▸ Task
Set down the material below again, every line unchanged and in the same order.

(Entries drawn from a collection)
● ● ● ● ● ● ●

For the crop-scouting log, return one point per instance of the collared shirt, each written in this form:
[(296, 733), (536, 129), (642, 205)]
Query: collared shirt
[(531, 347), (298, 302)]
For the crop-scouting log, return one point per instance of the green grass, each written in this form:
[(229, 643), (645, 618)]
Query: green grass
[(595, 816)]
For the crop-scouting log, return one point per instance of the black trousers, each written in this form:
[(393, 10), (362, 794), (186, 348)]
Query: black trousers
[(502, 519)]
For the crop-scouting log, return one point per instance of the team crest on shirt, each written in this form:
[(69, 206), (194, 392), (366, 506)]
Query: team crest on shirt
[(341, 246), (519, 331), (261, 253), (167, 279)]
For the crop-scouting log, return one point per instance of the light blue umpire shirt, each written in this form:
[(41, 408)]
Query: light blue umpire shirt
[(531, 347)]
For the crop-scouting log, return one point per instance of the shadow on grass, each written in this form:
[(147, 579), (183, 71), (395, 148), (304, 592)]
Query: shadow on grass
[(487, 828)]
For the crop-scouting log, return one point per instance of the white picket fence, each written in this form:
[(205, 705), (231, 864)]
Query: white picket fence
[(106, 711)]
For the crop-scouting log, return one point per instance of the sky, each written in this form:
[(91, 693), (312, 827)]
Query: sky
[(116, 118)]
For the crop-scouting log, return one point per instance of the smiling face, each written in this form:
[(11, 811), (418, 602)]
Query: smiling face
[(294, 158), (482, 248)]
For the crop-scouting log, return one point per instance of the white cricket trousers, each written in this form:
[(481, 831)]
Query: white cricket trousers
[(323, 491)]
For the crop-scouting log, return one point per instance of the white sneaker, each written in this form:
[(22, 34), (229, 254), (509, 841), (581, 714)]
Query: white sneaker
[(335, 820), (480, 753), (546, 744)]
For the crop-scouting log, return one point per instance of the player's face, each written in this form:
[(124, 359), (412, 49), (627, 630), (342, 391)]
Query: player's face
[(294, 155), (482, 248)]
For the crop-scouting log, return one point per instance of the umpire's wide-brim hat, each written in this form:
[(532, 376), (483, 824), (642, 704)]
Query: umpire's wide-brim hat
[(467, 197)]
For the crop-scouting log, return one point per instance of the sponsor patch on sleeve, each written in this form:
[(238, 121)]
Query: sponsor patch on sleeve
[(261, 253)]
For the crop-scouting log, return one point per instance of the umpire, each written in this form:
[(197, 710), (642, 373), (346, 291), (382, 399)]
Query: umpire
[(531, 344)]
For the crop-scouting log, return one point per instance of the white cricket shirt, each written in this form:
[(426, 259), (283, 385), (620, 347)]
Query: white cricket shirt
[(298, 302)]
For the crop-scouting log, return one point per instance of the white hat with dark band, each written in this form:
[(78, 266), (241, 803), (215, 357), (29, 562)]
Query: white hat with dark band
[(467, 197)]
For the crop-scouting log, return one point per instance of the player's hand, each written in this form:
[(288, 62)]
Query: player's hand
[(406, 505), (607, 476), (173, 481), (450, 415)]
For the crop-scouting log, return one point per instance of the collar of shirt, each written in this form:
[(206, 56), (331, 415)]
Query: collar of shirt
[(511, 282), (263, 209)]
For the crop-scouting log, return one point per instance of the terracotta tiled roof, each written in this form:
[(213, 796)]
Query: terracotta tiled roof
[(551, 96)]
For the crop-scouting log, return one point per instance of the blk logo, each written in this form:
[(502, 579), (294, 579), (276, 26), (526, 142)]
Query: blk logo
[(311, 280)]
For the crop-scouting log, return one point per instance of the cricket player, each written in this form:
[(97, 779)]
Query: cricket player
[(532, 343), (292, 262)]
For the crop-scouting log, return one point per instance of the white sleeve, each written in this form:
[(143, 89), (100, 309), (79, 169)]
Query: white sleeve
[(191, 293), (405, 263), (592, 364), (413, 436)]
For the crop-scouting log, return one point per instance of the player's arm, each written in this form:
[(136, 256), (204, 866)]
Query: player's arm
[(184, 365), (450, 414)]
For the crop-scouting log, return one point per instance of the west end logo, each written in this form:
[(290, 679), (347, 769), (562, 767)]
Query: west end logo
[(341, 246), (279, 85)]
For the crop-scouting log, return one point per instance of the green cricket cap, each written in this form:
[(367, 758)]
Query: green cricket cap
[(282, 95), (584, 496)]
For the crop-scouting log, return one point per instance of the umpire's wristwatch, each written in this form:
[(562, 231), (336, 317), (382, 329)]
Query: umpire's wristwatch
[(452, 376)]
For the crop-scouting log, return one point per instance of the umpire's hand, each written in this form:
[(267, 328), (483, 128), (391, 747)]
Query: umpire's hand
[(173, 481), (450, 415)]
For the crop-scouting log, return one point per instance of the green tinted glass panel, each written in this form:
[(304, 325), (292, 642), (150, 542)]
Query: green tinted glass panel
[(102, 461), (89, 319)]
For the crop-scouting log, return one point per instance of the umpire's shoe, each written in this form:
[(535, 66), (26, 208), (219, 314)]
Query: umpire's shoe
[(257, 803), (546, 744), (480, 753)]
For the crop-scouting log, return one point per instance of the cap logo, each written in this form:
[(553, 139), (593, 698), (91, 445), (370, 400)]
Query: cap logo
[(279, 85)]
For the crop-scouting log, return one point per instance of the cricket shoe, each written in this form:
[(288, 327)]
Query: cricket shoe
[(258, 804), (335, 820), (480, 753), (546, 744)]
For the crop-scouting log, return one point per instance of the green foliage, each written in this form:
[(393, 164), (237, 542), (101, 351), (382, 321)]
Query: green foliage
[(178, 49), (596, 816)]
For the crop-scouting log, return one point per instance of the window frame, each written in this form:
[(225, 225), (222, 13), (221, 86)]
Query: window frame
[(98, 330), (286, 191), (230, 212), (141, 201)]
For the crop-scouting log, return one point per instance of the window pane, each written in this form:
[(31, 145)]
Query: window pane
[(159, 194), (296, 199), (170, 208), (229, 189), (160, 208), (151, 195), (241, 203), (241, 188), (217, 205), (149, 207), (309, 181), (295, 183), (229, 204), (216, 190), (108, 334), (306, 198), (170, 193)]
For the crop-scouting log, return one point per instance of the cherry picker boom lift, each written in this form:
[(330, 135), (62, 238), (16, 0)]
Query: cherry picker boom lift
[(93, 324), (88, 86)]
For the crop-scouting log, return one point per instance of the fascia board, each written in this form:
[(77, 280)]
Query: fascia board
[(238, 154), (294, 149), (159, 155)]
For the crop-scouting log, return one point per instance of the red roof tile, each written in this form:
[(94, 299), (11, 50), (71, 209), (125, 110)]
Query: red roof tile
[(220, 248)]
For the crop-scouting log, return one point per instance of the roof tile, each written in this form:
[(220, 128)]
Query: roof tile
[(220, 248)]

● ● ● ● ● ● ●

▸ Solution for this task
For the crop-scouting log, return one point per instance of the collared shirt, each written in this form:
[(296, 733), (536, 129), (642, 205)]
Query: collared shirt
[(531, 347), (298, 302)]
For the crop-scouting log, return one point per instance of the green grass, each written in this form:
[(229, 643), (645, 618)]
Query: green grass
[(595, 816)]
For the crop-scouting log, return one point per instance of the black trousers, each written in this form:
[(393, 10), (362, 794), (186, 348)]
Query: black trousers
[(502, 519)]
For the crop-scouting log, return one point per instance of the team crest on shirt, each written in this form:
[(69, 206), (194, 392), (366, 506)]
Query: team crest on shirt
[(341, 246), (519, 331), (261, 253), (167, 279)]
For the crop-scouting log, return one point per instance of the light blue umpire shirt, each written in this form:
[(41, 408)]
Query: light blue umpire shirt
[(531, 347)]
For the crop-scouting log, return one point per instance of the shadow on grass, each written in this form:
[(147, 579), (183, 71), (395, 148), (304, 592)]
Query: shadow on grass
[(487, 828)]
For the crop-scouting log, return one point per instance of the white picket fence, each written in this form:
[(205, 705), (231, 864)]
Query: white picket fence
[(106, 711)]
For the crop-scouting log, return one point per instance of the sky, each written in this form:
[(91, 693), (312, 827)]
Query: sky
[(116, 118)]
For the crop-scouting log, return one point per instance of the smiling face, each written in this form:
[(11, 811), (418, 602)]
Query: smiling face
[(294, 158), (482, 248)]
For the crop-scouting log, return one point per instance of the white cricket trousers, each written in this form:
[(481, 831)]
Query: white cricket trousers
[(323, 491)]
For the crop-scouting log, return one point per instance of the white sneaker, each written in this form:
[(22, 34), (229, 254), (509, 841), (581, 714)]
Query: white sneaker
[(335, 820), (480, 753), (546, 744)]
For the crop-scouting log, return one point per instance of the player's face, each written in this form:
[(124, 359), (412, 49), (627, 630), (342, 391)]
Query: player's face
[(294, 155), (482, 248)]
For the crop-scouting log, return one point per instance of the umpire's wide-brim hat, each written in this form:
[(532, 376), (483, 824), (642, 704)]
Query: umpire's wide-brim hat
[(467, 197)]
For the crop-scouting log, return one point per instance of the sponsor patch on sleeve, each written in this form:
[(238, 121)]
Query: sponsor patch on sleeve
[(261, 253)]
For the crop-scouting log, return one point per instance of the umpire, each written in this form:
[(197, 710), (642, 373), (346, 291), (382, 399)]
Query: umpire
[(531, 344)]
For the crop-scouting log, return one point per instance of the white cricket shirt, each written in this form:
[(426, 259), (283, 385), (620, 347)]
Query: white cricket shirt
[(298, 302)]
For the crop-scouting log, return one point per instance of the white hat with dark band, each written in this form:
[(78, 266), (241, 803), (215, 357), (29, 562)]
Query: white hat with dark band
[(467, 197)]
For the crop-scouting log, return one point per instance of the player's hand, each written in this form:
[(288, 62)]
Query: player's hand
[(406, 505), (607, 476), (173, 481), (450, 415)]
For the crop-scouting log, return one point per instance of the collar of shirt, each written in this form:
[(206, 56), (331, 415)]
Query: collar of shirt
[(511, 282), (263, 209)]
For the crop-scouting log, return one point per instance of the terracotta tiled roof, each written in this form:
[(213, 796)]
Query: terracotta tiled roof
[(551, 96)]
For the crop-scouting log, return one point per instance of the blk logo, each written in this form:
[(502, 579), (294, 579), (276, 26), (526, 142)]
Query: blk logo
[(311, 280)]
For the crop-scouting log, return one point per instance of the cricket player, each written in this form:
[(97, 779)]
Query: cricket player
[(532, 343), (292, 262)]
For the crop-scouting log, return one point per instance of the white sleeve, each written in this form:
[(143, 89), (100, 309), (79, 169)]
Query: white sleeve
[(191, 293), (405, 263), (592, 364), (413, 436)]
For the crop-scouting log, return one point per instance of the player's arm, each written in this form:
[(136, 256), (204, 866)]
Query: player's arm
[(184, 365), (450, 414)]
For the crop-scouting log, return one point per instance of the west end logo, each written in this form:
[(290, 679), (347, 769), (562, 767)]
Query: west end logo
[(341, 246), (279, 85)]
For the crop-scouting log, return one point per instance of the green cricket cap, each written in this form:
[(367, 758)]
Query: green cricket cap
[(282, 95), (584, 496)]
For the crop-scouting log, return one point per instance of the umpire's wristwatch, each written in this form:
[(562, 231), (336, 317), (382, 329)]
Query: umpire's wristwatch
[(452, 376)]
For the crop-scouting log, return one point per instance of the umpire's hand, each written in this form:
[(267, 328), (483, 128), (391, 747)]
Query: umpire's hand
[(173, 481), (450, 415)]
For the crop-scouting log, return one point per instance of the green tinted glass panel, each written in this form:
[(304, 325), (292, 642), (150, 542)]
Query: green tinted glass panel
[(102, 461), (89, 319)]
For the crop-scouting log, return one point per instance of the umpire's shoe, each written in this form:
[(535, 66), (26, 208), (219, 314)]
Query: umpire's shoe
[(257, 803), (546, 744), (480, 753)]
For the crop-scouting log, return one point per instance of the cap logo, each written in this form:
[(553, 139), (593, 698), (91, 445), (370, 400)]
Query: cap logo
[(279, 85)]
For the crop-scouting log, return one point per instance of the cricket shoe, each written in this form:
[(288, 327)]
Query: cricket shoe
[(258, 804), (335, 820), (480, 753), (546, 744)]
For the crop-scouting log, return one point per instance of the green foliage, each written in this form:
[(393, 164), (237, 542), (101, 351), (382, 321)]
Query: green foliage
[(178, 49), (596, 816)]
For the crop-scouting log, return one point per instance of the window frame, each written in this form:
[(225, 225), (222, 13), (221, 86)]
Query: window frame
[(98, 330), (286, 191), (230, 212), (141, 201)]
For the crop-scouting log, return one point per instance of the window pane, each written in this form:
[(31, 145)]
Query: window pane
[(159, 194), (296, 199), (170, 208), (229, 189), (160, 208), (151, 195), (241, 203), (241, 188), (217, 205), (149, 207), (309, 181), (295, 183), (229, 204), (216, 190), (108, 334), (306, 198), (170, 193)]
For the crop-scouting log, return one point per instance of the cherry picker boom lift, each written in this form:
[(330, 135), (62, 238), (16, 0)]
Query: cherry picker boom lift
[(93, 324), (88, 86)]
For the crop-scouting log, return one point per instance of the fascia board, each written in this form:
[(77, 280)]
Query: fascia board
[(238, 154), (294, 149), (159, 155)]
For the crop-scouting log, return one point per instance of the red roof tile, each written in this form:
[(94, 299), (11, 50), (71, 209), (125, 110)]
Query: red roof tile
[(220, 248)]
For the crop-scouting log, return one point per instance of the roof tile, each written in this form:
[(220, 128)]
Query: roof tile
[(220, 248)]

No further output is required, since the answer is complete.